* **A run of records**
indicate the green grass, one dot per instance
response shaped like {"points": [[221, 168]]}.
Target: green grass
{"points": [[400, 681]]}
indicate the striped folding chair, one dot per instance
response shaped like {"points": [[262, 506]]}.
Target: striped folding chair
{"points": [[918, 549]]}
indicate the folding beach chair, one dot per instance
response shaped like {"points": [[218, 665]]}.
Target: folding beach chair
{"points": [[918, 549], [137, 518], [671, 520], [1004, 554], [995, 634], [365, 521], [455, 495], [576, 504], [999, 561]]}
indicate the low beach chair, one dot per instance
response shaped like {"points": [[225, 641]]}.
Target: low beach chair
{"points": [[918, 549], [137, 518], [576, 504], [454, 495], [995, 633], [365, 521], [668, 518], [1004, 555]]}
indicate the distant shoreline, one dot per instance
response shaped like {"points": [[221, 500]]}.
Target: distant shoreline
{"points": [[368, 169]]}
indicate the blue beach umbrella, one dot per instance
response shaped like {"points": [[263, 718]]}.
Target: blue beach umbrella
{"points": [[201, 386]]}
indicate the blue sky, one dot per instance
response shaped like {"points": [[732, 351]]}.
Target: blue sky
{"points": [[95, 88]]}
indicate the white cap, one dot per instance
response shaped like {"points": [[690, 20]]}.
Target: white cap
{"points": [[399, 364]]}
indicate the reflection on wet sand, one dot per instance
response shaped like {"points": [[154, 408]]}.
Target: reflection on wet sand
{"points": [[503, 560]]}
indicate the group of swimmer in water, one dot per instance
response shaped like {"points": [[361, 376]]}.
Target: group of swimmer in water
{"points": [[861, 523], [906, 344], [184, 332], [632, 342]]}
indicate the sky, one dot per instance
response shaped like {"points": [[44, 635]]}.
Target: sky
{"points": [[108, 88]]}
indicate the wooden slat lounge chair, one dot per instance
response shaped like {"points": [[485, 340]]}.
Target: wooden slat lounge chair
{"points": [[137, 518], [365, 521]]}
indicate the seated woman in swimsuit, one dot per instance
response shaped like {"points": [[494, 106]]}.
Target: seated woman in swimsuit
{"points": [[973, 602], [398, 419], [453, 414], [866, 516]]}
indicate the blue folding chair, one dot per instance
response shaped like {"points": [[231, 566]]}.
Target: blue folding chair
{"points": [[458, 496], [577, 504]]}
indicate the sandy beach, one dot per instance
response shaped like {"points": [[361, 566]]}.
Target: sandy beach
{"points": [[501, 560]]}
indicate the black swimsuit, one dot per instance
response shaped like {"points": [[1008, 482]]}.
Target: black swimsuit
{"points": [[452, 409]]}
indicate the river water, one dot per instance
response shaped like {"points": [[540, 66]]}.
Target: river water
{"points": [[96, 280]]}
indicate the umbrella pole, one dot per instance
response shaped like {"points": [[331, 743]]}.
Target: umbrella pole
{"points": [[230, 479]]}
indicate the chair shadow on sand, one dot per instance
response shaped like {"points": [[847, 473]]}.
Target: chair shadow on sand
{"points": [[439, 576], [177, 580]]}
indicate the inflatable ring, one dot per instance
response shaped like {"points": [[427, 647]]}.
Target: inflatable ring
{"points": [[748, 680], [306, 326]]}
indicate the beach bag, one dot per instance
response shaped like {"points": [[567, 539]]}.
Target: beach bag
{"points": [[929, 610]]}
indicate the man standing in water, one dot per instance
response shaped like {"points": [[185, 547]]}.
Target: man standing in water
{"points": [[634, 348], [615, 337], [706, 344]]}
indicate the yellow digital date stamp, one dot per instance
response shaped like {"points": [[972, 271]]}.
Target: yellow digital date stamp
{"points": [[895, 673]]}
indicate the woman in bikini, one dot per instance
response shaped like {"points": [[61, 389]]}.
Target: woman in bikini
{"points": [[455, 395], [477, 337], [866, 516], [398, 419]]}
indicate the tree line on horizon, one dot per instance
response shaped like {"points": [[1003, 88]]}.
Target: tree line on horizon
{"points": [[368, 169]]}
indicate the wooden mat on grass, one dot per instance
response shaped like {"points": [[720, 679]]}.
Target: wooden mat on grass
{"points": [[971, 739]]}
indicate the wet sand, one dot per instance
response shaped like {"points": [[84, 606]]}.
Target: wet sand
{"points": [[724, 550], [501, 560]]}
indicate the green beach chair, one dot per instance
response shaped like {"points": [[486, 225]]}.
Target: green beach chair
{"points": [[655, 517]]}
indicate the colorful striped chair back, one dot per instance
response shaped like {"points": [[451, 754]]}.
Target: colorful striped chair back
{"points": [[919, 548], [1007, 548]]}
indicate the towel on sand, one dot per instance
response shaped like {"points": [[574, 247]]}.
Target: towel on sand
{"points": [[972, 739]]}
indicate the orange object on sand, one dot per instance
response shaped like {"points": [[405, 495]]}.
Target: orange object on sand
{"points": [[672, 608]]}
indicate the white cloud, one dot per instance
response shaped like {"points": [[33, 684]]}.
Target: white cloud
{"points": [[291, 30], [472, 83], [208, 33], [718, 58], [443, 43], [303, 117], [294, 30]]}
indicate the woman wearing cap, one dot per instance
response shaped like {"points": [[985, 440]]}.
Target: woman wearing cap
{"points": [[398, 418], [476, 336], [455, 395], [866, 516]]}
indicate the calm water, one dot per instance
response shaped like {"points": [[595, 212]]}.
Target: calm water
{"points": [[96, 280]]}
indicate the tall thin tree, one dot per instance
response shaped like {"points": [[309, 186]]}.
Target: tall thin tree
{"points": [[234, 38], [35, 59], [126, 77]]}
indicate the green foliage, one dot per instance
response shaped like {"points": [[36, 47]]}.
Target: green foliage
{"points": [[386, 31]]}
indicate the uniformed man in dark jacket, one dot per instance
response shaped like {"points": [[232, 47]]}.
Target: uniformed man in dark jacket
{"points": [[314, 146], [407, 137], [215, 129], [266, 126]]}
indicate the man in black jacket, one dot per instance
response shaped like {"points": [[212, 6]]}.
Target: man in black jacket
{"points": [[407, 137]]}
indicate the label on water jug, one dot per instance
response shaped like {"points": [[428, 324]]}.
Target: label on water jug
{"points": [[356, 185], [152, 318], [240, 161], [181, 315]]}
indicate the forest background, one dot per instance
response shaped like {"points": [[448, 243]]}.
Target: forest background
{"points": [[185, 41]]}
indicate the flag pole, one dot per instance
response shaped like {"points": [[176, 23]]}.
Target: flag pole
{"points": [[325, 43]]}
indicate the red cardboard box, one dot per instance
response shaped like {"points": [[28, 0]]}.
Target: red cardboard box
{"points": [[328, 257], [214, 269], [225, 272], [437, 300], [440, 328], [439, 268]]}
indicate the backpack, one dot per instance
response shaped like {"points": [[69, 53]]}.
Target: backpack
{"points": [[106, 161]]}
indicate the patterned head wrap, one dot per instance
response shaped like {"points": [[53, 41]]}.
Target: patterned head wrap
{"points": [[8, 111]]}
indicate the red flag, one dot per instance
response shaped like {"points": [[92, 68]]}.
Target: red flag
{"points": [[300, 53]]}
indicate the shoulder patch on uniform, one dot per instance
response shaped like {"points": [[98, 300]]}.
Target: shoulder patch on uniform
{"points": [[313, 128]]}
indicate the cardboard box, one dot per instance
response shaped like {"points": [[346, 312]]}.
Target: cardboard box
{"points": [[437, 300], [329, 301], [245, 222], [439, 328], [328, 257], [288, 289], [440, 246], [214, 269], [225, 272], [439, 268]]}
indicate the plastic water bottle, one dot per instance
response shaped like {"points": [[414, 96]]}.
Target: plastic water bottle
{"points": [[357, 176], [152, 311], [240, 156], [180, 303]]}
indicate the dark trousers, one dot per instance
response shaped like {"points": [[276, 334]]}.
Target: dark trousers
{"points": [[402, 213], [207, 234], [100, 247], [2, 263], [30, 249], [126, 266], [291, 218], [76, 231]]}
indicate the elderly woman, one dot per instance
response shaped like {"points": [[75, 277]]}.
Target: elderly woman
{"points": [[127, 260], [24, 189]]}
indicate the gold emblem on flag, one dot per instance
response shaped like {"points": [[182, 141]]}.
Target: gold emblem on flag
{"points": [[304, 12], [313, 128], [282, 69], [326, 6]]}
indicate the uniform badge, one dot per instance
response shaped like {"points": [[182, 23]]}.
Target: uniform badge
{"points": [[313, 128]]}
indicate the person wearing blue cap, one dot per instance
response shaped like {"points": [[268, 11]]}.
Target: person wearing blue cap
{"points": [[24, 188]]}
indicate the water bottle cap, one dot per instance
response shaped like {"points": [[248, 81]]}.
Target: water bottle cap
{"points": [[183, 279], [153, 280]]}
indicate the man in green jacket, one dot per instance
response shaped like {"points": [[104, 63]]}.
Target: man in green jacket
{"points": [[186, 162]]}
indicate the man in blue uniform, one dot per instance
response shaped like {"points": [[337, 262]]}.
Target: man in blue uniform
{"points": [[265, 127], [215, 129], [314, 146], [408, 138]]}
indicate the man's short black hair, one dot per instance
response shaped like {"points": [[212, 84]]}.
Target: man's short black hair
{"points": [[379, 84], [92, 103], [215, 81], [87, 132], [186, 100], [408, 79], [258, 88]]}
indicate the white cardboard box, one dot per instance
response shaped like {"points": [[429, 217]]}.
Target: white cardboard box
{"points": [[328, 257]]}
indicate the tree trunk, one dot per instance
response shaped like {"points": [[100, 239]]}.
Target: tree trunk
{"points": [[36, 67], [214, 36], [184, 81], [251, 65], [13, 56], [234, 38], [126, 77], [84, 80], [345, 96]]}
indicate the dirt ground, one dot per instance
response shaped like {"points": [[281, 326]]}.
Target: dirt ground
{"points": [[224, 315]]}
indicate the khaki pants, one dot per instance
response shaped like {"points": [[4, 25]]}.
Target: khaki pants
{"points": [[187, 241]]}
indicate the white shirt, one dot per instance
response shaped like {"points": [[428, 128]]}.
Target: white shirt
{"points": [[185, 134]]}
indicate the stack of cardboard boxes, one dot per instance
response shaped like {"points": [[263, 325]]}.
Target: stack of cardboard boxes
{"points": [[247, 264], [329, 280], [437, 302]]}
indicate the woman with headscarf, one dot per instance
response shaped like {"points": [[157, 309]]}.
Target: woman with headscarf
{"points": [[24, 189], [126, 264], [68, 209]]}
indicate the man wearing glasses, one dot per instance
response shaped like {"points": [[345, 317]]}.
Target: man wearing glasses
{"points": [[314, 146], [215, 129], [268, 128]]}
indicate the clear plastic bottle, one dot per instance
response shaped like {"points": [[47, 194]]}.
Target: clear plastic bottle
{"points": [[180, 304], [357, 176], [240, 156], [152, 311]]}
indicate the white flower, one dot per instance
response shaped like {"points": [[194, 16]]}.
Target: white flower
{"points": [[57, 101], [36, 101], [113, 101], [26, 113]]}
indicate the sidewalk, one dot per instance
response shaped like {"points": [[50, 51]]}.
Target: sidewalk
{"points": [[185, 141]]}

* **Set problem**
Print the line containing "indicate the khaki" and every line after it to the end of the records above, exactly as written, and nothing else.

* **Output of the task**
indicate the khaki pants, one dot per instance
response shaped like {"points": [[4, 25]]}.
Target: khaki pants
{"points": [[187, 241]]}
indicate the white shirt, one dot per instance
response shaped like {"points": [[428, 128]]}.
Target: white shirt
{"points": [[185, 134]]}
indicate the stack of cardboard boxes, one dot per instance
response shaped like {"points": [[263, 325]]}.
Target: stack of cardboard boxes
{"points": [[247, 264], [329, 280], [437, 302]]}
indicate the woman with headscarf, one dot per instance
response shaped like {"points": [[157, 309]]}.
Target: woman with headscarf
{"points": [[24, 189], [126, 264], [68, 209]]}
indicate the man wearing glasses, one dot per instance
response shaped like {"points": [[345, 317]]}.
Target: man wearing glasses
{"points": [[314, 146], [215, 129], [268, 128]]}
indicate the clear plastic bottle, one dot per instance
response shaped like {"points": [[47, 194]]}.
Target: clear plastic bottle
{"points": [[180, 304], [357, 176], [240, 156], [152, 311]]}
indicate the white flower, one dot per instance
response shaped like {"points": [[194, 16]]}.
Target: white flower
{"points": [[57, 101], [36, 101], [113, 101], [26, 113]]}
indicate the sidewalk, one dot per instance
response shaped like {"points": [[50, 51]]}.
Target: sidewalk
{"points": [[185, 141]]}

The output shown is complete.